WRITTEN PROBLEM -
Reproduce the listing below without changes, except that pictures are left out.

[Rows from a dataset]

______________________________

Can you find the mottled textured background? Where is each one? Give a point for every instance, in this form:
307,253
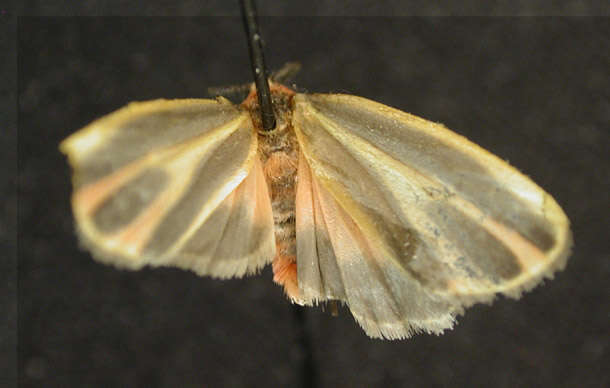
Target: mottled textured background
535,91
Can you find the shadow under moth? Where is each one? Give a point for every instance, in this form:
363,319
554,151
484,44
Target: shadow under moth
399,218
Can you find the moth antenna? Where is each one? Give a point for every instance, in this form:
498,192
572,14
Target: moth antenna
259,71
286,72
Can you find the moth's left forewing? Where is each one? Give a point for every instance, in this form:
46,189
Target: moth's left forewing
469,224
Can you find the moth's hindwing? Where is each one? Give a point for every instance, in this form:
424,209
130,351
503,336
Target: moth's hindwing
169,182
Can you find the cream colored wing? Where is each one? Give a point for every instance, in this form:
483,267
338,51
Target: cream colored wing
436,222
171,183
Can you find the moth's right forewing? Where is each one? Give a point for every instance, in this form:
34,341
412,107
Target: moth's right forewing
147,177
459,220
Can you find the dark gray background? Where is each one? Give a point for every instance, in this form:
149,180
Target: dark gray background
532,90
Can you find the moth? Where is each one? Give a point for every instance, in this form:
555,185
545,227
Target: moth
399,218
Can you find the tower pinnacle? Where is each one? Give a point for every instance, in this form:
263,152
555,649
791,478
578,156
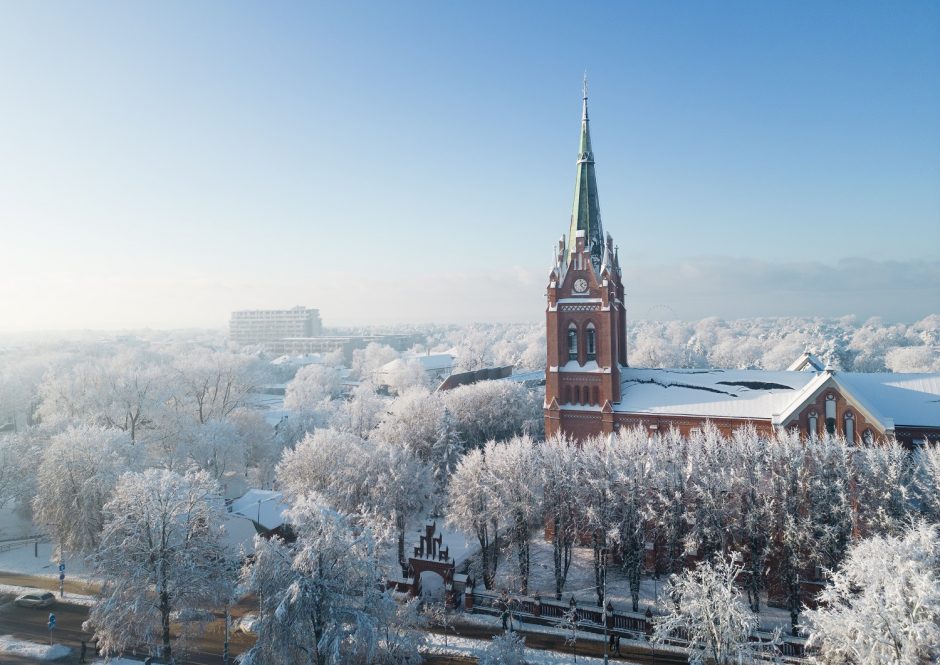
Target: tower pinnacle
586,212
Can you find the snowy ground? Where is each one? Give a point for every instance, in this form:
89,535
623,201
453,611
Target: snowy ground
580,583
461,646
14,647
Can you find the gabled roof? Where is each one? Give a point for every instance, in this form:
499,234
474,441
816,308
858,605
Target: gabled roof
807,362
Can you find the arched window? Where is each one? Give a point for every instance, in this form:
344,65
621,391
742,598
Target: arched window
849,427
831,414
572,341
590,342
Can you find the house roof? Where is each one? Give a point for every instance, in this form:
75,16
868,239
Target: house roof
892,400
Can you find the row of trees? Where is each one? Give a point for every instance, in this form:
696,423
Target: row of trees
784,505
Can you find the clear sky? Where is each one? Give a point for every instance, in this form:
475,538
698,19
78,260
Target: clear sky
164,163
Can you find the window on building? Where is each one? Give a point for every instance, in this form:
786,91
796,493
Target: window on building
590,339
572,342
831,414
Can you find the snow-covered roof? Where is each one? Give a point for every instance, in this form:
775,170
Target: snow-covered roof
807,362
712,393
893,400
909,399
262,506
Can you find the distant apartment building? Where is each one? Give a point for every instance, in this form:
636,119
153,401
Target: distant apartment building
258,326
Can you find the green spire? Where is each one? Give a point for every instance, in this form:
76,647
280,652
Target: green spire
586,211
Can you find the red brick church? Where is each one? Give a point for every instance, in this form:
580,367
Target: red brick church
591,389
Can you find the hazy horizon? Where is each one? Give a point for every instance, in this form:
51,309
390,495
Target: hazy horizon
416,163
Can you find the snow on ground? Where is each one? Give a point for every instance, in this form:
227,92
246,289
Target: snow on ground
462,646
580,583
71,598
14,647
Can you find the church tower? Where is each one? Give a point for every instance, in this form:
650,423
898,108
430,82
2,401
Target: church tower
586,316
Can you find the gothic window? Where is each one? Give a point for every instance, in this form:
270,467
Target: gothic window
849,427
590,339
572,341
831,414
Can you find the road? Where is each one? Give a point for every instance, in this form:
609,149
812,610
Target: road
27,623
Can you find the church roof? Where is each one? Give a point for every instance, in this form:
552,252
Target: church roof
586,210
893,400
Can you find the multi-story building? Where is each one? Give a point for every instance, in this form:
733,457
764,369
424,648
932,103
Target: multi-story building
267,325
590,388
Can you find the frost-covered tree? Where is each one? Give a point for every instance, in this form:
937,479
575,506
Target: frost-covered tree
830,501
320,598
419,421
598,504
558,461
753,514
513,473
505,649
473,507
20,454
709,611
792,545
670,473
883,478
883,603
494,410
79,469
632,503
311,385
161,551
362,412
710,485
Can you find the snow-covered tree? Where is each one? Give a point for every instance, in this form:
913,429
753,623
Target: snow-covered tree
161,551
311,385
320,596
513,472
632,503
792,545
883,478
78,472
473,507
558,462
494,410
362,412
883,603
505,649
709,610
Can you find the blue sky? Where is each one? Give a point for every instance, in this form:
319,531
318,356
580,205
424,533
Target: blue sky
165,163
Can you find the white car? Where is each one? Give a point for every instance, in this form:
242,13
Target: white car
35,599
247,625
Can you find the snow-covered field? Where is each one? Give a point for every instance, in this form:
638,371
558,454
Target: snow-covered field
14,647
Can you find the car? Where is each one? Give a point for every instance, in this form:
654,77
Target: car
247,625
35,599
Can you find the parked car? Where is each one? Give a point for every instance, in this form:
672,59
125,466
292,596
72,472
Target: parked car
35,599
247,625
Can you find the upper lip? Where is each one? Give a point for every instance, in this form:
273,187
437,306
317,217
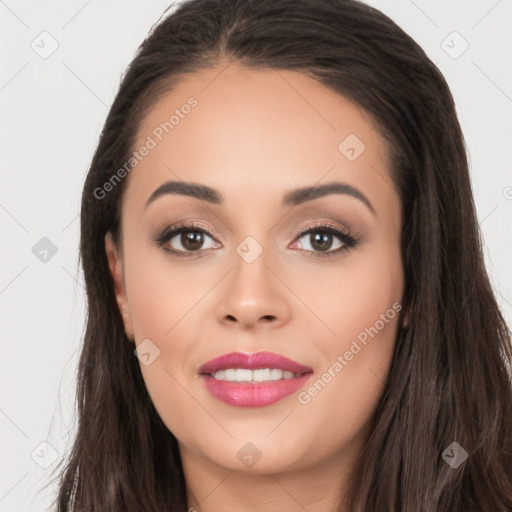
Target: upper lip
253,361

______________________________

IN RESPONSE -
Can you find the mottled textured background? Where is each one? Give a point for every instance, in this form:
307,253
Target: mottled textured background
535,91
Can you find the shadow under moth? Where is each one? Give a point for every instance, in this form:
363,319
554,151
484,44
Target: shadow under moth
399,218
Can you find the moth antenna? Where is each one? Give a point for every instance, in this form:
498,192
572,14
Target: moth antenna
259,71
286,72
Can you find the moth's left forewing? Where is each one? Give a point for every instance, in this form:
46,189
Target: moth's left forewing
469,224
Can you find the moth's hindwing? Where is each one? Give a point for every instance, in this form:
424,209
130,351
503,336
Target: moth's hindwing
169,182
Can you find the cream colored wing? Where is each one? Give a point for every instance, in this form:
483,267
338,51
Target: cream colored wing
436,222
171,183
Can you find the moth's right forewing? Where is each one? Give a point for every instance, in this form:
34,341
412,107
Target: moth's right forewing
147,177
459,220
Can you find the dark gray background? Where is each one? Give a point for every instance, in this form:
149,180
Target: dark gray background
532,90
Can you find the moth? Where is each one? Give a point for every instance, in this form:
555,185
545,227
Target: moth
399,218
Can you find the tower pinnacle? Where is each one? Give a point for every instance, in this form:
263,152
555,649
791,478
578,156
Target: tower pinnacle
586,212
Can you find the snowy ground? Where is each one? Give a point for every instance, in this form:
89,535
623,201
453,611
Target: snowy ground
580,583
461,646
14,647
Can you find the gabled roof? Where is each one? Give a point for every instance, in this form:
499,234
474,441
816,308
858,605
Target: gabled roof
807,362
Can you find the arched window? Where is each one? Give a point for every instance, in this form:
344,65
621,391
742,598
Target: arched window
849,427
831,414
572,341
590,342
Can you find the house roof? Where is each one? Give a point for every instance, in this form:
75,16
868,239
Target: house roof
892,400
Can you find the row of trees? Where is each one? Give a point for every instance, in this form:
696,423
Target: row of trees
784,505
Can you find the clear sky? Where is each one? Give a point for every instance, in this form:
475,538
698,19
78,260
Target: clear sky
164,163
Can you find the window on building? Where is each one? Give a point for every instance, in this form:
786,91
796,493
Target: window on building
590,339
572,342
831,414
Can you find the snow-covered roof? Where is each one? Give a point for every instance, in this form:
775,170
Target: snow-covered roof
807,362
712,393
893,400
909,399
262,506
Can you find the distant apartment building? Where is each one? Give a point for every instance, in this form:
636,119
153,401
Target: distant apartment building
258,326
Can you find the green spire? Where is each one? Give a point for every instance, in this form:
76,647
280,652
Target: green spire
586,211
Can you find the red brick church? Where is each one? Give a point for every instance, in this form:
580,367
Target: red brick church
591,389
Can you find the hazy horizon? Where is each one? Give a point for every instance, in this form:
51,309
390,495
Target: hazy horizon
416,163
Can you find the snow on ground? Where is each one? Give a point for every instance, in this form:
227,92
246,289
Target: snow on ground
462,646
580,583
71,598
14,647
Can you find the church tower? Where is each one? Give a point for every instance, in this form:
650,423
898,108
430,82
2,401
Target: church tower
586,316
Can you find the gothic window? Where is each one? Give a point for every instance, in this form:
270,467
Target: gothic window
849,427
590,339
572,341
831,414
Can you find the road? Where is each one? Give a point for every instance, in this form:
609,149
812,610
Target: road
27,623
Can you find the church roof? Where is each one? Give a point for every instance, in this form:
552,252
Target: church roof
586,210
893,400
Can you find the multi-story building? Where is each one? Give a point for every instance, in this form:
733,457
764,369
424,648
932,103
Target: multi-story building
267,325
590,388
Can you find the frost-covered tree? Where is each one? Give a point for every instance, in this form:
937,479
575,506
Target: frost-covered tree
830,501
320,598
419,421
598,504
558,461
753,514
513,473
505,649
473,507
20,454
709,611
792,545
670,473
883,478
883,603
494,410
79,469
632,503
311,385
161,551
362,412
710,485
Can you find the snow-covered tree? Where is each one? Give a point for every instance, in this form:
913,429
753,623
Target: snow-covered tree
161,551
311,385
320,596
513,472
632,503
792,545
883,478
78,472
473,507
558,462
494,410
362,412
883,603
505,649
709,610
Can you find the blue sky? Where is each one? Give a point for every instance, in this form:
319,531
318,356
580,205
424,533
Target: blue sky
165,163
Can you find the white car? Where is each one? Give a point for every instance, in this form:
242,13
Target: white car
35,599
247,625
Can you find the snow-covered field? Where is each one? Give a point for every instance, in this form:
638,371
558,454
Target: snow-covered field
14,647
Can you find the car? Where is each one? Give a point for every instance, in this form:
654,77
Target: car
247,625
35,599
Can you find the parked car? Where is each one? Give a point for every instance, in this form:
672,59
125,466
292,596
72,472
Target: parked car
35,599
247,625
Can you find the upper lip? Where is each one? Give a point for every instance, in this form:
273,187
437,306
317,217
Target: upper lip
253,361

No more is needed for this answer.